EXCERPTED RECORDS: Begin
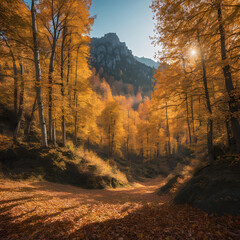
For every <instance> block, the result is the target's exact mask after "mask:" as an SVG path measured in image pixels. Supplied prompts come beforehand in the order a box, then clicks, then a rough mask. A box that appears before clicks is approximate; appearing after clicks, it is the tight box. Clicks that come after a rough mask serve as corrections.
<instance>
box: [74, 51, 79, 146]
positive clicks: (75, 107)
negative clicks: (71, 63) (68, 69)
mask: <svg viewBox="0 0 240 240" xmlns="http://www.w3.org/2000/svg"><path fill="white" fill-rule="evenodd" d="M78 53H79V47H78V49H77V57H76V67H75V89H74V105H75V124H74V128H75V129H74V142H75V145H77V128H78V127H77V121H78V111H77V107H78V103H77V102H78V96H77V95H78V93H77V81H78Z"/></svg>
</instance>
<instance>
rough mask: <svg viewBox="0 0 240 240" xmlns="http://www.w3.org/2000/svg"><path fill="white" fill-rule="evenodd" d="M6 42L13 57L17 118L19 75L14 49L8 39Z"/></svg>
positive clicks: (12, 61) (13, 74)
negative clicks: (12, 50)
mask: <svg viewBox="0 0 240 240" xmlns="http://www.w3.org/2000/svg"><path fill="white" fill-rule="evenodd" d="M4 41H5V43H6V45H7V47H8V49H9V52H10V55H11V57H12V64H13V79H14V93H13V106H14V113H15V115H16V116H17V115H18V73H17V65H16V59H15V56H14V54H13V51H12V48H11V46H10V45H9V43H8V41H7V39H5V38H4Z"/></svg>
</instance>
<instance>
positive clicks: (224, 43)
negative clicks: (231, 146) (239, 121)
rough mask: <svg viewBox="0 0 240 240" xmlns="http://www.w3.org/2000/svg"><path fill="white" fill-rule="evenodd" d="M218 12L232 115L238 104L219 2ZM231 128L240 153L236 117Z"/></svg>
mask: <svg viewBox="0 0 240 240" xmlns="http://www.w3.org/2000/svg"><path fill="white" fill-rule="evenodd" d="M217 11H218V25H219V33H220V42H221V56H222V62H223V64H224V65H223V68H222V69H223V73H224V78H225V86H226V90H227V92H228V95H229V97H230V101H229V103H228V105H229V109H230V112H231V114H232V115H234V114H235V113H237V112H238V108H239V106H238V102H237V100H236V99H235V97H234V94H233V90H234V87H233V82H232V74H231V67H230V65H229V63H228V61H227V50H226V39H225V29H224V26H223V19H222V9H221V3H220V1H218V4H217ZM231 127H232V132H233V136H234V139H235V142H236V146H237V151H238V152H240V125H239V121H238V119H237V118H236V117H235V116H231Z"/></svg>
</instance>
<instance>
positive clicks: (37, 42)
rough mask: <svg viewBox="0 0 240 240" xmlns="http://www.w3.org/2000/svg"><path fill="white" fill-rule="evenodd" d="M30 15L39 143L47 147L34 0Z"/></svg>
mask: <svg viewBox="0 0 240 240" xmlns="http://www.w3.org/2000/svg"><path fill="white" fill-rule="evenodd" d="M31 15H32V32H33V46H34V50H33V51H34V63H35V71H36V93H37V102H38V112H39V122H40V127H41V137H42V141H41V144H42V146H44V147H48V142H47V130H46V123H45V118H44V114H43V102H42V88H41V67H40V59H39V48H38V32H37V21H36V6H35V0H32V7H31Z"/></svg>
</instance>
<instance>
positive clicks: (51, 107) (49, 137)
mask: <svg viewBox="0 0 240 240" xmlns="http://www.w3.org/2000/svg"><path fill="white" fill-rule="evenodd" d="M56 45H57V35H56V33H55V32H54V37H53V44H52V51H51V57H50V63H49V71H48V84H49V90H48V135H49V141H50V142H52V141H54V139H53V125H54V123H53V122H52V121H53V120H52V104H53V102H52V101H53V100H52V92H53V71H54V59H55V52H56Z"/></svg>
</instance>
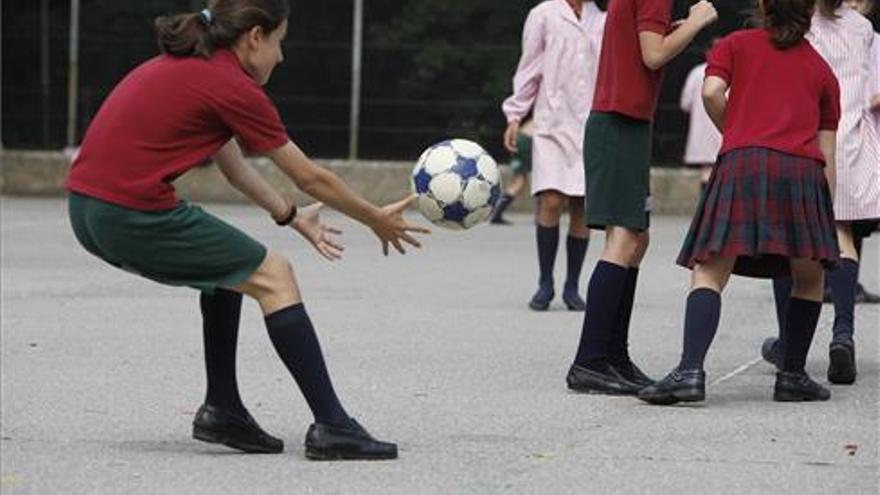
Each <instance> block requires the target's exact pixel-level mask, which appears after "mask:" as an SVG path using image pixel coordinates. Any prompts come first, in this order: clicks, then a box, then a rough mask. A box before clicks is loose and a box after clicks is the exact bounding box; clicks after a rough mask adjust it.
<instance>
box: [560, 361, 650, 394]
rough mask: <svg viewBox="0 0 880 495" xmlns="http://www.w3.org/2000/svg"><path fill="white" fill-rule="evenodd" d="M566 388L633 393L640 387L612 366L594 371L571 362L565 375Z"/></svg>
mask: <svg viewBox="0 0 880 495" xmlns="http://www.w3.org/2000/svg"><path fill="white" fill-rule="evenodd" d="M565 383H566V384H567V385H568V388H569V389H571V390H574V391H575V392H583V393H588V394H605V395H635V394H637V393H638V392H639V389H640V388H641V387H640V386H639V385H637V384H635V383H633V382H631V381H629V380H627V379H626V378H624V377H623V376H621V374H620V373H619V372H618V371H617V370H616V369H615V368H614V367H612V366H610V365H606V366H605V368H604V369H603V370H602V371H596V370H591V369H587V368H584V367H583V366H578V365H576V364H572V365H571V368H569V370H568V375H566V377H565Z"/></svg>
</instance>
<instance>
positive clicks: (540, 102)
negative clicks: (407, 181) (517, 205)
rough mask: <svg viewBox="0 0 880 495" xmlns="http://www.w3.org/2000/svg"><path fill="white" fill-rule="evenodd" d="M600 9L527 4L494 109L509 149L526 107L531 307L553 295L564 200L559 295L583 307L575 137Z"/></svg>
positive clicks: (582, 264) (575, 135)
mask: <svg viewBox="0 0 880 495" xmlns="http://www.w3.org/2000/svg"><path fill="white" fill-rule="evenodd" d="M604 27H605V13H604V12H602V11H601V10H599V8H598V7H597V6H596V4H595V3H594V2H592V1H585V0H546V1H544V2H542V3H541V4H539V5H538V6H536V7H535V8H533V9H532V10H531V12H529V15H528V18H527V19H526V23H525V27H524V28H523V50H522V57H521V58H520V61H519V66H518V68H517V71H516V75H515V76H514V78H513V94H512V95H511V96H510V97H509V98H507V99H506V100H505V101H504V104H503V106H502V110H503V111H504V115H505V116H506V117H507V122H508V126H507V129H506V131H505V133H504V143H505V146H506V147H507V149H508V150H510V151H511V152H515V151H516V136H517V134H518V131H519V125H520V122H521V121H522V119H523V118H524V117H525V116H526V115H527V114H528V113H529V112H530V111H533V112H534V124H535V129H534V136H533V138H532V139H533V148H532V150H533V151H532V153H533V154H532V194H533V195H535V196H537V197H538V201H537V207H538V212H537V238H538V265H539V268H540V278H539V281H538V291H537V292H536V293H535V295H534V296H533V297H532V300H531V301H530V302H529V307H530V308H532V309H534V310H536V311H543V310H546V309H547V308H549V306H550V301H552V300H553V296H554V294H555V292H554V283H553V265H554V264H555V262H556V251H557V248H558V246H559V220H560V218H561V216H562V212H563V211H565V209H566V208H568V211H569V216H570V222H569V228H568V239H567V241H566V248H567V253H568V270H567V275H566V280H565V286H564V289H563V294H562V299H563V302H564V303H565V305H566V306H567V307H568V309H570V310H576V311H583V310H584V308H585V307H586V305H585V303H584V300H583V299H582V298H581V297H580V296H579V295H578V292H579V291H578V280H579V279H580V273H581V266H582V265H583V262H584V257H585V256H586V252H587V244H588V242H589V230H588V229H587V227H586V221H585V218H584V168H583V155H582V147H583V137H584V123H585V122H586V121H587V115H588V114H589V111H590V107H591V106H592V101H593V92H594V88H595V84H596V73H597V70H598V64H599V52H600V50H601V45H602V32H603V30H604Z"/></svg>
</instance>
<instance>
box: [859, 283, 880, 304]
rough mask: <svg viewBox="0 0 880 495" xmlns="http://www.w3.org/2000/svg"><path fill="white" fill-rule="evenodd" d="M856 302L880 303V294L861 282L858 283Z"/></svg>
mask: <svg viewBox="0 0 880 495" xmlns="http://www.w3.org/2000/svg"><path fill="white" fill-rule="evenodd" d="M856 304H880V295H877V294H874V293H872V292H870V291H868V290H867V289H865V287H864V286H863V285H862V284H861V283H857V284H856Z"/></svg>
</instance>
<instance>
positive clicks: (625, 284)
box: [609, 266, 639, 363]
mask: <svg viewBox="0 0 880 495" xmlns="http://www.w3.org/2000/svg"><path fill="white" fill-rule="evenodd" d="M638 279H639V267H637V266H636V267H630V268H628V269H627V270H626V284H625V285H624V286H623V295H622V296H621V298H620V307H619V308H618V309H617V318H616V319H615V321H616V323H617V325H616V328H615V331H614V333H612V334H611V344H610V348H609V353H610V357H611V361H612V362H622V363H625V362H626V361H629V351H628V350H627V348H628V347H629V320H630V317H631V316H632V306H633V301H634V300H635V296H636V282H637V281H638Z"/></svg>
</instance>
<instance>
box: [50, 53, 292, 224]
mask: <svg viewBox="0 0 880 495" xmlns="http://www.w3.org/2000/svg"><path fill="white" fill-rule="evenodd" d="M233 136H236V137H237V138H238V140H239V142H240V143H241V144H242V146H244V147H245V148H247V149H248V150H250V151H251V152H254V153H261V152H266V151H270V150H273V149H276V148H279V147H281V146H282V145H284V144H285V143H287V141H288V136H287V132H286V130H285V128H284V125H283V124H282V123H281V118H280V116H279V115H278V110H277V109H276V108H275V105H273V104H272V102H271V101H270V100H269V97H268V96H267V95H266V93H265V92H264V91H263V88H262V87H261V86H260V85H259V84H258V83H257V82H256V81H255V80H254V79H252V78H251V77H250V75H249V74H248V73H247V72H245V71H244V69H243V68H242V67H241V65H240V64H239V61H238V58H237V57H236V56H235V54H234V53H232V52H231V51H229V50H218V51H216V52H215V53H214V55H213V56H212V57H211V58H210V59H207V60H206V59H202V58H196V57H187V58H176V57H171V56H168V55H162V56H159V57H156V58H153V59H151V60H148V61H147V62H145V63H144V64H142V65H140V66H139V67H137V68H135V69H134V70H133V71H131V72H130V73H129V74H128V75H127V76H126V77H125V78H124V79H123V80H122V82H120V83H119V84H118V85H117V86H116V88H114V89H113V91H112V92H111V93H110V96H108V97H107V99H106V100H105V101H104V104H103V105H101V108H100V110H98V113H97V115H95V118H94V119H93V120H92V123H91V124H90V125H89V128H88V130H87V131H86V134H85V138H84V139H83V143H82V148H81V150H80V153H79V156H78V157H77V159H76V160H75V161H74V163H73V166H72V167H71V170H70V174H69V176H68V178H67V183H66V187H67V188H68V189H69V190H71V191H75V192H78V193H81V194H84V195H87V196H92V197H95V198H98V199H102V200H104V201H107V202H110V203H115V204H118V205H122V206H126V207H129V208H134V209H139V210H162V209H167V208H172V207H174V206H175V205H176V204H177V203H178V199H177V196H176V195H175V193H174V187H173V186H172V185H171V182H172V181H174V180H175V179H176V178H177V177H179V176H180V175H182V174H183V173H184V172H186V171H187V170H189V169H191V168H193V167H195V166H197V165H199V164H200V163H202V162H204V160H206V159H207V158H209V157H210V156H212V155H213V154H215V153H216V152H217V151H218V150H219V149H220V148H221V147H222V146H223V145H225V144H226V143H227V142H228V141H229V140H230V139H231V138H232V137H233Z"/></svg>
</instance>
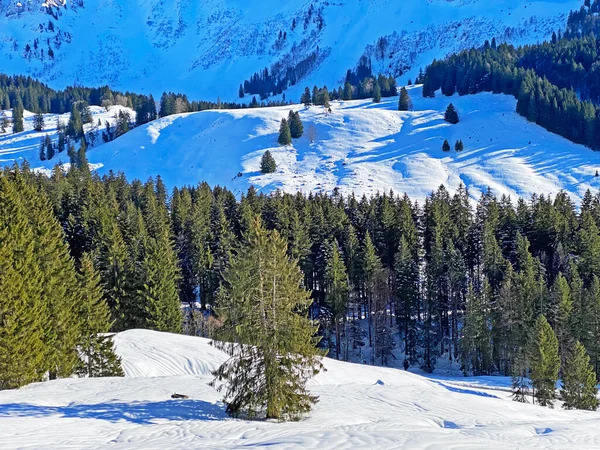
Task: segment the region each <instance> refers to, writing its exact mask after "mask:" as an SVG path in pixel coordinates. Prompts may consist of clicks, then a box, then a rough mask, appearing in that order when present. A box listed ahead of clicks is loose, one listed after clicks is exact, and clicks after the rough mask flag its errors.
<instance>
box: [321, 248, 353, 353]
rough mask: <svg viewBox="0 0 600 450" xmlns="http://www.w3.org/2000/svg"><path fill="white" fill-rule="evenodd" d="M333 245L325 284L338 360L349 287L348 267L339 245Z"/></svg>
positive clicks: (327, 299) (327, 301)
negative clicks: (339, 249)
mask: <svg viewBox="0 0 600 450" xmlns="http://www.w3.org/2000/svg"><path fill="white" fill-rule="evenodd" d="M331 245H332V250H331V256H330V257H329V258H328V260H327V268H326V270H325V282H326V285H327V287H326V302H327V305H328V306H329V308H330V309H331V312H332V314H333V322H334V325H335V357H336V359H340V351H341V342H340V341H341V333H340V321H342V320H343V319H344V318H345V316H346V311H347V309H348V292H349V287H348V276H347V275H346V266H345V265H344V260H343V259H342V255H341V254H340V250H339V246H338V243H337V241H334V242H333V243H332V244H331ZM344 322H345V321H344Z"/></svg>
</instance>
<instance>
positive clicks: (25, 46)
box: [0, 0, 583, 100]
mask: <svg viewBox="0 0 600 450" xmlns="http://www.w3.org/2000/svg"><path fill="white" fill-rule="evenodd" d="M582 3H583V1H582V0H494V1H493V2H490V1H488V0H403V1H400V2H398V1H391V0H370V1H364V0H339V1H336V2H330V1H326V0H306V1H302V2H297V1H289V0H284V1H281V0H263V1H261V2H248V1H240V0H204V1H201V2H197V1H196V2H194V1H189V0H145V1H141V0H138V1H128V2H118V1H112V0H109V1H104V0H69V1H62V0H55V1H51V2H50V1H47V2H43V0H4V1H2V2H0V61H2V63H1V64H0V72H6V73H9V74H30V75H32V76H34V77H37V78H39V79H41V80H42V81H45V82H48V83H49V84H50V85H51V86H53V87H55V88H64V87H65V86H66V85H72V84H84V85H98V86H100V85H106V84H108V85H110V86H111V87H112V88H115V89H122V90H130V91H134V92H141V93H150V92H151V93H153V94H157V93H158V94H160V93H162V92H163V91H179V92H183V93H186V94H187V95H188V96H189V97H191V98H204V99H209V100H210V99H212V100H215V99H216V98H217V96H220V97H221V99H222V100H226V99H235V98H236V97H237V93H238V86H239V84H240V83H241V82H243V81H244V80H245V79H247V78H249V77H250V76H251V75H252V74H253V73H255V72H257V71H260V70H262V69H263V68H265V67H267V68H271V67H273V66H276V67H278V68H279V69H280V70H281V71H282V73H285V69H286V68H287V67H293V66H295V65H296V64H298V63H300V62H302V61H304V63H303V65H304V68H305V69H306V71H307V72H308V73H307V75H306V76H305V78H304V79H302V80H300V81H299V85H298V86H296V87H295V88H294V89H291V90H290V91H289V93H288V98H294V99H296V98H298V97H299V95H300V91H299V90H300V89H301V88H303V87H304V86H305V85H310V86H312V85H313V84H317V85H319V86H322V85H324V84H326V85H328V86H330V87H331V86H332V85H335V84H337V83H339V81H340V80H341V79H342V77H343V76H344V75H345V73H346V69H348V68H351V67H354V66H356V64H357V63H358V61H359V59H360V57H361V56H362V55H367V56H369V57H370V58H371V60H372V63H373V69H374V72H376V73H377V72H385V73H386V74H394V75H396V76H398V75H400V73H401V71H403V72H405V73H404V75H403V76H402V77H401V81H404V82H405V81H406V80H407V79H408V78H409V77H412V79H414V78H415V75H416V73H417V72H418V69H419V67H420V66H425V65H427V64H429V63H430V62H431V60H432V59H433V58H435V57H438V58H439V57H443V56H445V55H446V54H447V53H449V52H453V51H457V50H461V49H464V48H468V47H471V46H480V45H482V44H483V42H484V41H485V40H486V39H489V40H491V39H492V38H493V37H495V38H496V39H497V40H499V41H507V42H512V43H516V44H521V43H534V42H536V41H540V40H544V39H548V37H549V36H550V34H551V33H552V31H553V30H559V29H563V28H564V26H565V23H566V16H567V14H568V12H569V11H570V10H571V9H579V7H580V6H581V4H582ZM63 4H64V6H60V5H63ZM52 5H59V6H52ZM294 25H295V26H294Z"/></svg>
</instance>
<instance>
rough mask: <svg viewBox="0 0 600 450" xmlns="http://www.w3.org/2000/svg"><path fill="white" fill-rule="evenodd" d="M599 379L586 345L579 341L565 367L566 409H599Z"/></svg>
mask: <svg viewBox="0 0 600 450" xmlns="http://www.w3.org/2000/svg"><path fill="white" fill-rule="evenodd" d="M597 384H598V381H597V379H596V373H595V371H594V367H593V366H592V365H591V364H590V357H589V355H588V354H587V352H586V350H585V347H584V346H583V345H582V344H581V343H580V342H579V341H577V342H576V343H575V344H574V345H573V346H572V347H571V348H570V349H569V356H568V357H567V359H566V361H565V364H564V367H563V377H562V390H561V394H562V399H563V402H564V403H563V408H565V409H587V410H590V411H596V410H597V409H598V397H597V395H598V387H597Z"/></svg>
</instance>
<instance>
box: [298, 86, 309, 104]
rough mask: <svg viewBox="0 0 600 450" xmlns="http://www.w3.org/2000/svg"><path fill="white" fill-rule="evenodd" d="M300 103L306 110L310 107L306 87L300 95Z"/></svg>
mask: <svg viewBox="0 0 600 450" xmlns="http://www.w3.org/2000/svg"><path fill="white" fill-rule="evenodd" d="M300 102H301V103H303V104H304V106H305V107H307V108H308V107H309V106H310V105H311V97H310V89H308V86H307V87H306V88H304V93H303V94H302V98H301V99H300Z"/></svg>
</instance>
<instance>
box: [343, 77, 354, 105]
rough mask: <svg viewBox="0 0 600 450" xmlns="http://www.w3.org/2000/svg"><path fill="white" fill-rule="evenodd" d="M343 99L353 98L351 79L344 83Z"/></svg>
mask: <svg viewBox="0 0 600 450" xmlns="http://www.w3.org/2000/svg"><path fill="white" fill-rule="evenodd" d="M342 100H352V85H351V84H350V82H349V81H346V82H345V83H344V92H343V93H342Z"/></svg>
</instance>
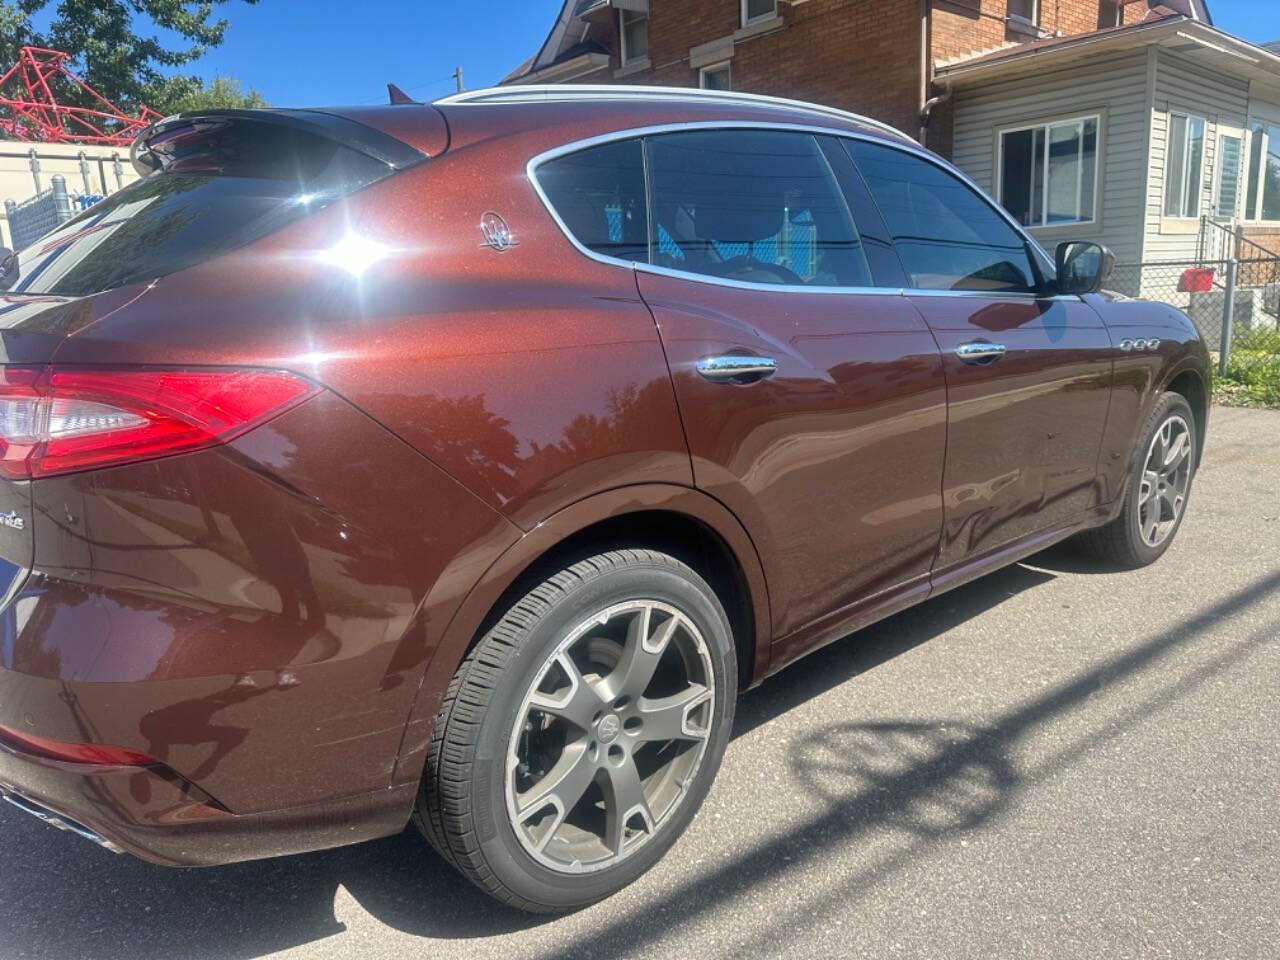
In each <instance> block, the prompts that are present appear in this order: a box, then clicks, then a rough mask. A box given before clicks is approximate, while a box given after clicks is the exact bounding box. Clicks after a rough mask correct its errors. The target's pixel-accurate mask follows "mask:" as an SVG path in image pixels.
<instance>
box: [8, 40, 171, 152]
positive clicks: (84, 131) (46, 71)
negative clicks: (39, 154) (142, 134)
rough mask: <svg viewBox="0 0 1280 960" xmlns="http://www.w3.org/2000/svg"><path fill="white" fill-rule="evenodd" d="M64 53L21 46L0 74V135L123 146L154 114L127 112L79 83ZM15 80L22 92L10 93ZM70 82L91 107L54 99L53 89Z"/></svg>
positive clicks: (34, 138) (98, 144)
mask: <svg viewBox="0 0 1280 960" xmlns="http://www.w3.org/2000/svg"><path fill="white" fill-rule="evenodd" d="M70 59H72V58H70V54H67V52H63V51H61V50H45V49H44V47H38V46H24V47H22V50H20V51H19V54H18V63H15V64H14V65H13V67H10V68H9V70H8V72H5V74H4V76H3V77H0V136H4V137H8V138H10V140H24V141H36V142H42V143H96V145H102V146H127V145H128V143H131V142H132V141H133V137H134V136H136V134H137V133H138V132H140V131H142V129H143V128H145V127H147V125H148V124H150V123H152V122H154V120H159V119H161V118H160V114H159V113H156V111H155V110H152V109H151V108H148V106H143V108H142V113H141V114H140V115H138V116H129V115H128V114H125V113H124V111H122V110H120V108H118V106H116V105H115V104H113V102H111V101H110V100H108V99H106V97H104V96H102V95H101V93H99V92H97V91H96V90H93V88H92V87H91V86H88V84H87V83H86V82H84V81H82V79H81V78H79V77H77V76H76V74H74V73H72V72H70V70H69V69H68V67H67V64H68V61H69V60H70ZM18 84H20V86H22V91H20V92H18V93H17V95H15V96H14V95H10V93H12V91H13V88H14V87H17V86H18ZM65 84H72V86H73V87H76V88H78V90H81V91H83V92H84V93H86V95H87V96H88V100H90V102H91V104H92V105H91V106H72V105H68V104H63V102H59V100H58V96H56V93H55V90H56V88H58V87H60V86H65Z"/></svg>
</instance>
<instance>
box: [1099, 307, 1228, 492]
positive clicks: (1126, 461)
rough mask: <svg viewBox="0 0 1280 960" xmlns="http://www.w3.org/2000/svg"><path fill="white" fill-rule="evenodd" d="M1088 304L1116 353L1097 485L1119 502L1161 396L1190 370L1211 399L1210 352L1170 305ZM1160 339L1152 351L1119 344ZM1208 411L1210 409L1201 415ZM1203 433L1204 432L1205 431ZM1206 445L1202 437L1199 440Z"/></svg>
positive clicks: (1102, 491) (1102, 439)
mask: <svg viewBox="0 0 1280 960" xmlns="http://www.w3.org/2000/svg"><path fill="white" fill-rule="evenodd" d="M1085 300H1087V302H1088V303H1089V305H1091V306H1092V307H1093V308H1094V310H1097V311H1098V315H1100V316H1101V317H1102V320H1103V323H1105V324H1106V325H1107V332H1108V335H1110V337H1111V343H1112V348H1114V349H1115V357H1116V360H1115V378H1114V389H1112V394H1111V411H1110V413H1108V416H1107V429H1106V434H1105V435H1103V439H1102V448H1101V451H1100V453H1098V483H1100V484H1101V486H1102V502H1103V503H1111V502H1117V500H1119V497H1120V494H1121V493H1123V492H1124V488H1125V480H1126V479H1128V476H1129V470H1130V467H1132V463H1133V457H1134V452H1135V445H1137V443H1138V431H1139V430H1140V429H1142V426H1143V424H1146V422H1147V417H1148V416H1149V415H1151V410H1152V407H1155V404H1156V401H1157V399H1158V398H1160V394H1161V393H1162V392H1164V390H1165V389H1166V388H1167V387H1169V384H1170V383H1172V381H1174V379H1176V378H1178V376H1179V375H1180V374H1183V372H1185V371H1192V372H1194V374H1196V376H1197V378H1198V379H1199V381H1201V384H1202V385H1203V388H1204V396H1206V397H1208V394H1210V393H1211V388H1212V371H1211V369H1210V357H1208V352H1207V351H1206V348H1204V344H1203V342H1202V340H1201V337H1199V333H1198V332H1197V330H1196V326H1194V325H1193V324H1192V321H1190V320H1188V319H1187V317H1185V316H1184V315H1183V314H1180V312H1179V311H1178V310H1175V308H1174V307H1171V306H1169V305H1166V303H1156V302H1152V301H1139V300H1112V298H1108V297H1105V296H1097V294H1094V296H1089V297H1087V298H1085ZM1126 339H1128V340H1134V339H1143V340H1146V339H1158V340H1160V346H1158V347H1157V348H1156V349H1153V351H1147V349H1139V351H1121V349H1120V343H1123V342H1124V340H1126ZM1202 412H1204V413H1207V411H1202ZM1202 433H1203V431H1202ZM1199 443H1201V447H1203V443H1204V438H1203V435H1202V436H1201V438H1199Z"/></svg>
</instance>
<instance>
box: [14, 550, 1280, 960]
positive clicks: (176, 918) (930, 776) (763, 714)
EXCERPTED RECORDS: End
> ASSIGNMENT
For the entries above, state how many lines contain the word "approximate". Provide the number by itself.

> RESULT OF THIS TASK
2